### EXCERPT TO READ
====================

Add MiniMax and MiMo v2 Flash models by ronaldmannak · Pull Request #50 · ml-explore/mlx-swift-lm

ronaldmannak · 2026-01-09T04:26:12Z

Proposed changes

This PR includes two ports: MiniMax and MiMo v2 Flash. As with the previous PR, I don’t have enough memory available to run a full verification of the models. However, I reviewed the implementation and checked it against the reference Python code

Checklist

I have read the CONTRIBUTING document
I have run pre-commit run --all-files to format my code / installed pre-commit prior to committing changes
I have added tests that prove my fix is effective or that my feature works
I have updated the necessary documentation (if needed)

ronaldmannak · 2026-01-15T02:08:15Z

@davidkoski This PR builds without issues using MLX 0.30.2 and is ready for review and to test on a device with more memory than I have.

davidkoski · 2026-01-15T21:32:42Z

Looks like swift-format wants some changes.

davidkoski · 2026-01-15T21:33:07Z

Here is a MiniMax run:

./mlx-run llm-tool eval --download ~/Downloads/huggingface --model mlx-community/MiniMax-M2.1-8bit --prompt "Tell me a story about cheese." --memory-stats --cache-size 40
--- xcodebuild: WARNING: Using the first of multiple matching destinations:
{ platform:macOS, arch:arm64, id:00006032-000809890145801C, name:My Mac }
{ platform:macOS, name:Any Mac }
Loading mlx-community/MiniMax-M2.1-8bit...
Loaded mlx-community/MiniMax-M2.1-8bit
Starting generation ...

Tell me a story about cheese. The user is asking for a story about cheese. This is a creative writing request. I need to:

1. Identify the writing type: Creative story/fiction
2. Determine appropriate style: Engaging narrative, imaginative, with some humor or charm
3. Consider the audience: General reader looking for entertainment
4. Plan structure: A traditional story arc with beginning, middle, and end

I'll write a charming, imaginative story about cheese that incorporates interesting facts and history while being entertaining. I'll aim------
Prompt:     47 tokens, 3.800743 tokens/s, 12.366004s
Generation: 100 tokens, 0.170617 tokens/s, 586.108668s
=======
Memory size: 510027366K
Cache size:  40960K

=======
Starting memory
Peak:   231730M      (242986802992)
Active: 231730M      (242986802992)
Cache:  1K           (1244)

=======
Ending memory
Peak:   231844M      (243106687920)
Active: 231794M      (243054389988)
Cache:  36M          (38120584)

=======
Growth
Peak:   114M         (119884928)
Active: 64M          (67586996)
Cache:  36M          (38119340)

MiMo is still downloading :-)

====================

[Dataset excerpts]

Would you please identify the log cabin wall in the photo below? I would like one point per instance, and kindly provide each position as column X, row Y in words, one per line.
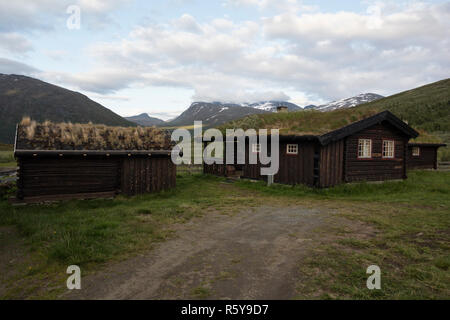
column 63, row 176
column 331, row 164
column 147, row 174
column 75, row 177
column 299, row 168
column 376, row 168
column 427, row 158
column 294, row 169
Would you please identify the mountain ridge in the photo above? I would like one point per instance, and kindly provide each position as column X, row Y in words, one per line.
column 25, row 96
column 145, row 120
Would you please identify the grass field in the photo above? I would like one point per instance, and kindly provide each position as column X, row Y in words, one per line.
column 410, row 239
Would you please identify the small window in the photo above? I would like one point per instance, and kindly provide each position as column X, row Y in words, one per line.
column 256, row 148
column 388, row 148
column 364, row 148
column 292, row 149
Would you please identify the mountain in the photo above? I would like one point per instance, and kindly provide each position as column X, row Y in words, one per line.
column 24, row 96
column 272, row 105
column 212, row 114
column 145, row 120
column 349, row 102
column 426, row 108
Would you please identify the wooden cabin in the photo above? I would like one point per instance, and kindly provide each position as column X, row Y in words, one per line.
column 373, row 149
column 65, row 161
column 423, row 155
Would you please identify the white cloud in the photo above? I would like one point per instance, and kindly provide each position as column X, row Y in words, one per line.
column 14, row 43
column 8, row 66
column 289, row 54
column 31, row 16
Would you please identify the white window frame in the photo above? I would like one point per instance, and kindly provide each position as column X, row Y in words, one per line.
column 384, row 151
column 292, row 149
column 364, row 155
column 256, row 147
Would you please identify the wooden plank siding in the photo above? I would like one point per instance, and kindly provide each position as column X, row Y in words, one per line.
column 147, row 174
column 50, row 176
column 293, row 169
column 427, row 158
column 331, row 164
column 376, row 168
column 299, row 168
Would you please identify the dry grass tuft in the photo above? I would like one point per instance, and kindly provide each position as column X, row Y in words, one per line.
column 75, row 136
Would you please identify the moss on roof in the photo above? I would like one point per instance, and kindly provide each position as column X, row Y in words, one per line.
column 74, row 136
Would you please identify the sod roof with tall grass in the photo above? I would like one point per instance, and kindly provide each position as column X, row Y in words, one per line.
column 48, row 135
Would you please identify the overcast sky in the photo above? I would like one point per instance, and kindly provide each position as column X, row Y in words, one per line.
column 159, row 56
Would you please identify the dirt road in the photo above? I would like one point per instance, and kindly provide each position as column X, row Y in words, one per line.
column 252, row 254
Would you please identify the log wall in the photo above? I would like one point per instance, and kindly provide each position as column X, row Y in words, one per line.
column 376, row 168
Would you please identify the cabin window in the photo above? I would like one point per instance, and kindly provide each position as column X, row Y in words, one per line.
column 388, row 148
column 364, row 148
column 292, row 149
column 256, row 148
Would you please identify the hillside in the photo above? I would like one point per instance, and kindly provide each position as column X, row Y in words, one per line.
column 24, row 96
column 145, row 120
column 426, row 108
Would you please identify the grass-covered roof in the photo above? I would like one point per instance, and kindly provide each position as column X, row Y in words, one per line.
column 32, row 135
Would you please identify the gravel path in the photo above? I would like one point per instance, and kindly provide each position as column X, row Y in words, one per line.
column 253, row 254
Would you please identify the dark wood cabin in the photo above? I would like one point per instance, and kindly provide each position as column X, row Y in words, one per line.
column 373, row 149
column 423, row 155
column 65, row 161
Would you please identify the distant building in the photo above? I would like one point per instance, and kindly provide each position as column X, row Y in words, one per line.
column 64, row 161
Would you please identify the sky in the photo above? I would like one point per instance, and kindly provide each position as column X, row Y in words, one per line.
column 158, row 57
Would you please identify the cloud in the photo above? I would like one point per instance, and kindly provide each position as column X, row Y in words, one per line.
column 289, row 53
column 8, row 66
column 46, row 15
column 103, row 81
column 293, row 6
column 14, row 43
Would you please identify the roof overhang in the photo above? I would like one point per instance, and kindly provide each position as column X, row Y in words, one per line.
column 418, row 144
column 355, row 127
column 60, row 153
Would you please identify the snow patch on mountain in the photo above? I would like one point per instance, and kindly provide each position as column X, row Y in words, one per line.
column 349, row 102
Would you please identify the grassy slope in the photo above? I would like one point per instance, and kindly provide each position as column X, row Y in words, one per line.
column 90, row 233
column 43, row 101
column 427, row 109
column 411, row 244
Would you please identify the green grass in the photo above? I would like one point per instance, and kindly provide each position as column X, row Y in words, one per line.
column 421, row 187
column 407, row 224
column 411, row 243
column 90, row 233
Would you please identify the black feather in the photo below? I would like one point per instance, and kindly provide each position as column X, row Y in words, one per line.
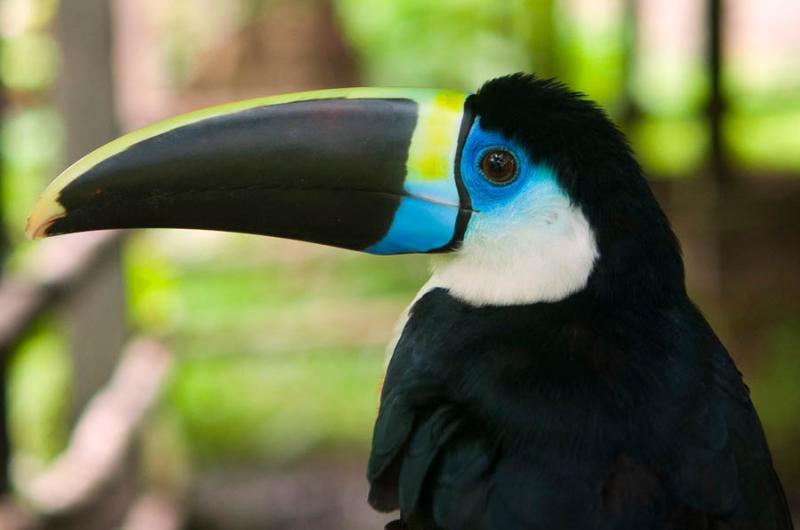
column 616, row 408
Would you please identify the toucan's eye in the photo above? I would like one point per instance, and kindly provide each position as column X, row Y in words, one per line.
column 499, row 166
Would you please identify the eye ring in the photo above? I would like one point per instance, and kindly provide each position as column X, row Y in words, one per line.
column 499, row 166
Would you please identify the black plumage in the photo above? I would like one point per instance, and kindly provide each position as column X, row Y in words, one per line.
column 615, row 408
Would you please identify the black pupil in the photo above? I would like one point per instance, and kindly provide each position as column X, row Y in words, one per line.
column 499, row 166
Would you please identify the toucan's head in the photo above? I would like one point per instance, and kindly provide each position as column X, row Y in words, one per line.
column 529, row 187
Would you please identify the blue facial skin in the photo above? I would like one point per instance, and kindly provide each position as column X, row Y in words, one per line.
column 532, row 196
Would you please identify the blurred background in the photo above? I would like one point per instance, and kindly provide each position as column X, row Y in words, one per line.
column 250, row 404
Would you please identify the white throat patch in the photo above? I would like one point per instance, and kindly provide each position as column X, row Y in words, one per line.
column 543, row 258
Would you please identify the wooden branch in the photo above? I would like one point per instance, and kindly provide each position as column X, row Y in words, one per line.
column 102, row 437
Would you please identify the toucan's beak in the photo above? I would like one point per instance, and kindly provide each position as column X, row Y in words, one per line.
column 366, row 169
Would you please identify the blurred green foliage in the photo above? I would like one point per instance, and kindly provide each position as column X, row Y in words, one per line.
column 280, row 345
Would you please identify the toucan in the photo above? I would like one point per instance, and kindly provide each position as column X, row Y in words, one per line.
column 553, row 373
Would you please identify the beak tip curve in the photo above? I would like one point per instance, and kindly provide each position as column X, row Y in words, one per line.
column 44, row 214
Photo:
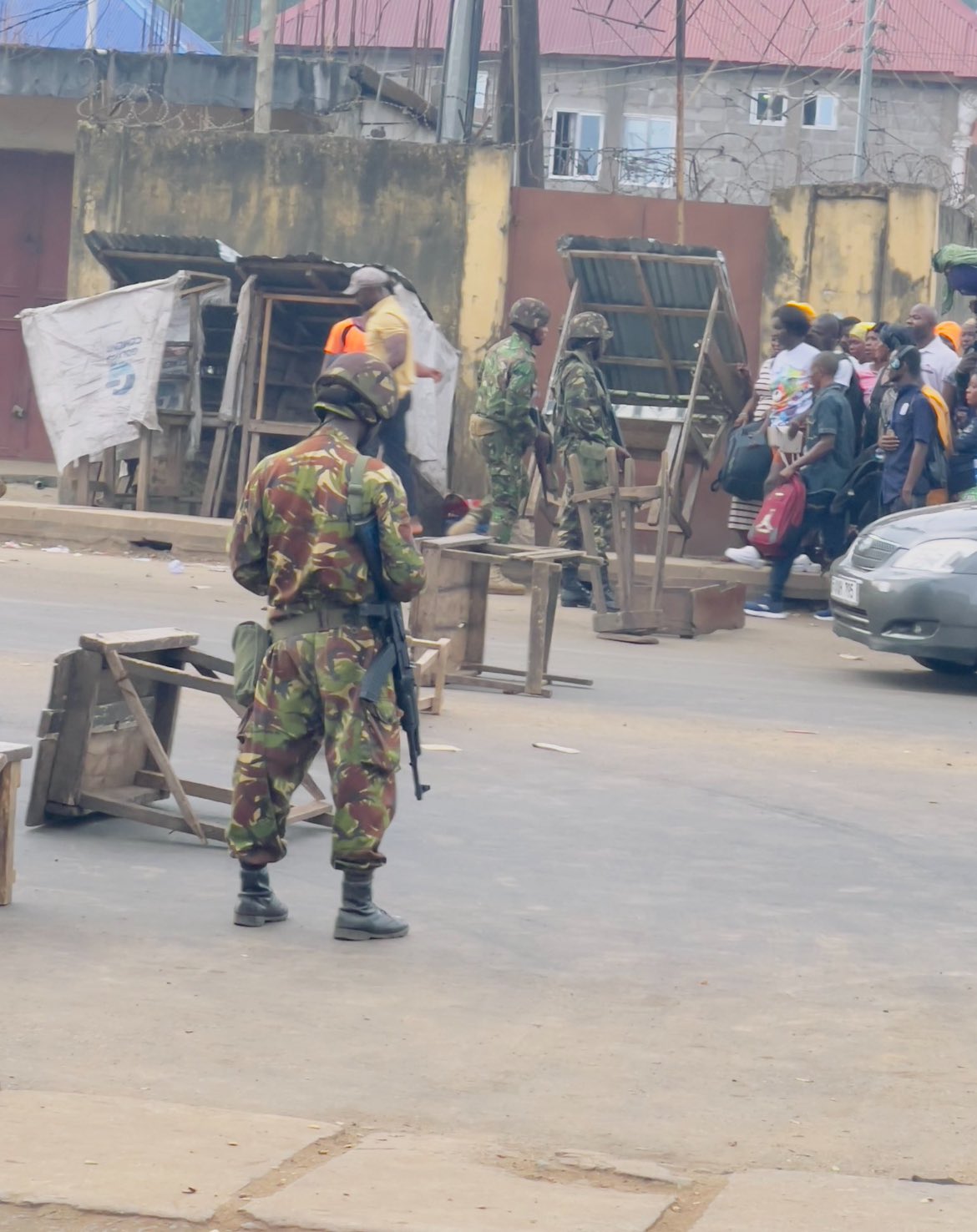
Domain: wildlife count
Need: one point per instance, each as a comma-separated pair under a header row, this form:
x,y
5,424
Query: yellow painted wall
x,y
482,295
853,249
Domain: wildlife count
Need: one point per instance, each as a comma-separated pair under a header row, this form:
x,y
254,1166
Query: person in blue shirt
x,y
829,455
912,434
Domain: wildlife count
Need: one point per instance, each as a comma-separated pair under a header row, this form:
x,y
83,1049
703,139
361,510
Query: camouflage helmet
x,y
365,376
529,315
590,324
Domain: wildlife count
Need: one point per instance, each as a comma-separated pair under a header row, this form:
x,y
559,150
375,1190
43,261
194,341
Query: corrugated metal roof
x,y
121,26
143,258
914,36
657,298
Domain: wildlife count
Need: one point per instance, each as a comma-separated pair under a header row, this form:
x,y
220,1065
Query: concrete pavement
x,y
733,933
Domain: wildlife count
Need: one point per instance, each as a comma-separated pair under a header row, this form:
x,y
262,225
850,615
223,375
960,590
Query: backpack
x,y
779,522
747,463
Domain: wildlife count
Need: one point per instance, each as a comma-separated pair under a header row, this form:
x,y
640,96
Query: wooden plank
x,y
212,662
657,329
518,672
176,677
477,613
79,707
153,742
199,790
476,681
539,641
10,778
139,639
587,526
626,545
119,806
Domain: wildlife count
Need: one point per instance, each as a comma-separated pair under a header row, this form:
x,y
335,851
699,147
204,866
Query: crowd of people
x,y
873,417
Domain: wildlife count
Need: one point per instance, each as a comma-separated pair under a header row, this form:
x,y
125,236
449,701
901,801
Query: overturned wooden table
x,y
455,605
10,776
106,737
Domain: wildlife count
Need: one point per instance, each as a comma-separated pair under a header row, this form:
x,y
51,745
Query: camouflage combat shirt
x,y
507,385
585,411
292,538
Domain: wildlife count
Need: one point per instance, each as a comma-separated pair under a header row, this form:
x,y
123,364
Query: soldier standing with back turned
x,y
505,424
293,541
585,427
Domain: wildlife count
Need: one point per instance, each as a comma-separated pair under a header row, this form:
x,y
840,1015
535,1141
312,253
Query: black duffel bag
x,y
748,461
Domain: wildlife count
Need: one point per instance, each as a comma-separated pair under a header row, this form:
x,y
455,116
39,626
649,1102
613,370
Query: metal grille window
x,y
769,109
578,137
648,155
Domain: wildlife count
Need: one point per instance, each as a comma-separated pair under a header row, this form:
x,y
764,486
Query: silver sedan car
x,y
909,584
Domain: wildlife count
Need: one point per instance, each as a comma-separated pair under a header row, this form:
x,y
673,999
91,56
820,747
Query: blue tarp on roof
x,y
122,26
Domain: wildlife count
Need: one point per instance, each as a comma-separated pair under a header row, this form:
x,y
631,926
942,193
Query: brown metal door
x,y
35,220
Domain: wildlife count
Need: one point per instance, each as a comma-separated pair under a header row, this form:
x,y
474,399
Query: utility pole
x,y
461,72
520,98
265,67
681,121
865,93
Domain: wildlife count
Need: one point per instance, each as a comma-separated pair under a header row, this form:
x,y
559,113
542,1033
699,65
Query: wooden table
x,y
453,605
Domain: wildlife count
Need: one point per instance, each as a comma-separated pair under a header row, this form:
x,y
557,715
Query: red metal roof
x,y
914,36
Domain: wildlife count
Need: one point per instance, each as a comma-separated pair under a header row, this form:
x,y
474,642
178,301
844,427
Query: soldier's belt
x,y
481,427
321,619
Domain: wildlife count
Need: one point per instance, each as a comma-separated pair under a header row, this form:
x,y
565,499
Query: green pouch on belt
x,y
251,642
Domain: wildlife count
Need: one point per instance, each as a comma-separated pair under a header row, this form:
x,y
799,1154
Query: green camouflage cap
x,y
590,324
365,376
529,313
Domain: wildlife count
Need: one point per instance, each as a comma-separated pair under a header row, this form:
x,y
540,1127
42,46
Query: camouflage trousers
x,y
569,533
308,696
508,481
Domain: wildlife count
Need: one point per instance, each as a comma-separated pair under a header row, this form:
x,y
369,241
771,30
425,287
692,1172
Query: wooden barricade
x,y
106,737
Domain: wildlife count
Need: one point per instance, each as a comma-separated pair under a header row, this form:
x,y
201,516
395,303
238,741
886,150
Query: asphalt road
x,y
735,929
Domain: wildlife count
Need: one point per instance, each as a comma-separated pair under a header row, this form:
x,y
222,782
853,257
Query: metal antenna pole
x,y
865,93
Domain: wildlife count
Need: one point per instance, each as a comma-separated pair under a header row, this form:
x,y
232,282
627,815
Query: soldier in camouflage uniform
x,y
292,541
505,424
585,427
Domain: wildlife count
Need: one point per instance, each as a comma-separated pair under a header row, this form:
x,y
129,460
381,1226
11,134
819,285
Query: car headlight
x,y
937,556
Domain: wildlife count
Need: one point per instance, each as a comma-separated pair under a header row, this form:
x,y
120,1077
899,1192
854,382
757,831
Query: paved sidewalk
x,y
220,1169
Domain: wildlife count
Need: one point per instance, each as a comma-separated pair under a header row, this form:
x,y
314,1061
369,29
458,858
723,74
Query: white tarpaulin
x,y
96,362
432,401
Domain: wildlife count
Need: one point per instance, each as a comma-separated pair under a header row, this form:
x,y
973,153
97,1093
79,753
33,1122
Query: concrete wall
x,y
438,214
853,249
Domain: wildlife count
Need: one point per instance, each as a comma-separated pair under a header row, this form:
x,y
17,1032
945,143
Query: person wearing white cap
x,y
387,331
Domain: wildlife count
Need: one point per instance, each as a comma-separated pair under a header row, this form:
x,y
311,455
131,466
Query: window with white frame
x,y
481,91
767,109
648,150
578,137
819,111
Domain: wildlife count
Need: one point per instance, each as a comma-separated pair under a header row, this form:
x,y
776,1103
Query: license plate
x,y
845,590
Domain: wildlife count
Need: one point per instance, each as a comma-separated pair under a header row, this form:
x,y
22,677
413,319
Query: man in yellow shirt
x,y
387,336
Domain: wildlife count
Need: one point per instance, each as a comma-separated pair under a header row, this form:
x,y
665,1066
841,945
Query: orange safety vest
x,y
345,338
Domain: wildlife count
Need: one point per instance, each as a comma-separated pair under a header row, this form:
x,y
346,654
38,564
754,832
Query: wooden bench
x,y
10,778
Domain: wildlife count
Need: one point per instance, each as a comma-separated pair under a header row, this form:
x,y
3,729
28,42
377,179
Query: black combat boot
x,y
610,598
572,592
359,918
258,903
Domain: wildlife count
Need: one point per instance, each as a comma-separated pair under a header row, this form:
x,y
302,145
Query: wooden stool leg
x,y
10,779
539,611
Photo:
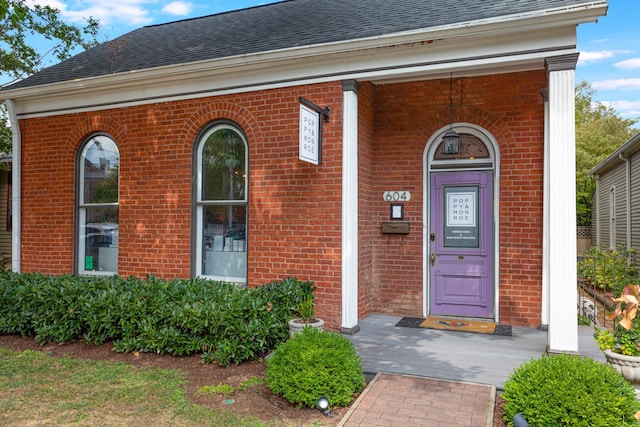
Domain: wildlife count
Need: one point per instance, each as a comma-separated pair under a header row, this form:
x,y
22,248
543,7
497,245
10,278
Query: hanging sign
x,y
461,217
311,131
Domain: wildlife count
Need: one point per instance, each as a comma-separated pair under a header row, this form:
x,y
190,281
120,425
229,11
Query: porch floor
x,y
426,377
452,355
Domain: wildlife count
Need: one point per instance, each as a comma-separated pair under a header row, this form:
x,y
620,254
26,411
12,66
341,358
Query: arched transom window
x,y
221,204
97,210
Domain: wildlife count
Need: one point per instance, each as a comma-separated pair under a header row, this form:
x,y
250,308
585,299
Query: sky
x,y
609,58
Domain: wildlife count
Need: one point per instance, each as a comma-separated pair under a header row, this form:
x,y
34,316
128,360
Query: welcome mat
x,y
449,324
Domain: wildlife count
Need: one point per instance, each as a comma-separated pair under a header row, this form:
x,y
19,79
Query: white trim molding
x,y
350,208
560,186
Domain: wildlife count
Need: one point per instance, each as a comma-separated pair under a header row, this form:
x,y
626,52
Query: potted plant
x,y
306,317
621,345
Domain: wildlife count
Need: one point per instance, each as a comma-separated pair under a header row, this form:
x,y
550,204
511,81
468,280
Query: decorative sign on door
x,y
461,217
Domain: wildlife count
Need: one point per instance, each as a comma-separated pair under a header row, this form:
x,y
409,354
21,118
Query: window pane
x,y
223,166
224,241
99,239
101,164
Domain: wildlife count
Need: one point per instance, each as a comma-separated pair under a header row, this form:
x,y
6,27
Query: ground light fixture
x,y
323,405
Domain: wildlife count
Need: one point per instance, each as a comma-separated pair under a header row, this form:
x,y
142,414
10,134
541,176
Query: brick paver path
x,y
402,400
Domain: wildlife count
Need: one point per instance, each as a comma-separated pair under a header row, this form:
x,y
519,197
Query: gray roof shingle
x,y
276,26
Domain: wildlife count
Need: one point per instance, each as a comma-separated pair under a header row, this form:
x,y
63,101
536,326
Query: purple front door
x,y
461,244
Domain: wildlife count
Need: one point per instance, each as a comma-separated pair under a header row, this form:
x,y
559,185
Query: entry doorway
x,y
461,242
461,278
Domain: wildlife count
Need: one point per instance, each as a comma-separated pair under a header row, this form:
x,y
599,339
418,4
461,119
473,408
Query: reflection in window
x,y
221,240
98,196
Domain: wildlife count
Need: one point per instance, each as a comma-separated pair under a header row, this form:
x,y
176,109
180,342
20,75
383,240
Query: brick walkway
x,y
402,400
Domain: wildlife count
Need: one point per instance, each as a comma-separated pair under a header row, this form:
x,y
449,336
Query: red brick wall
x,y
406,116
294,207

====================

### WHAT NEEDS TO BE DONE
In the pull request thread, repeat the passage starting at "davidkoski · 2026-01-15T21:33:07Z" and ending at "Starting generation ...".

### RESPONSE BELOW
davidkoski · 2026-01-15T21:33:07Z

Here is a MiniMax run:

./mlx-run llm-tool eval --download ~/Downloads/huggingface --model mlx-community/MiniMax-M2.1-8bit --prompt "Tell me a story about cheese." --memory-stats --cache-size 40
--- xcodebuild: WARNING: Using the first of multiple matching destinations:
{ platform:macOS, arch:arm64, id:00006032-000809890145801C, name:My Mac }
{ platform:macOS, name:Any Mac }
Loading mlx-community/MiniMax-M2.1-8bit...
Loaded mlx-community/MiniMax-M2.1-8bit
Starting generation ...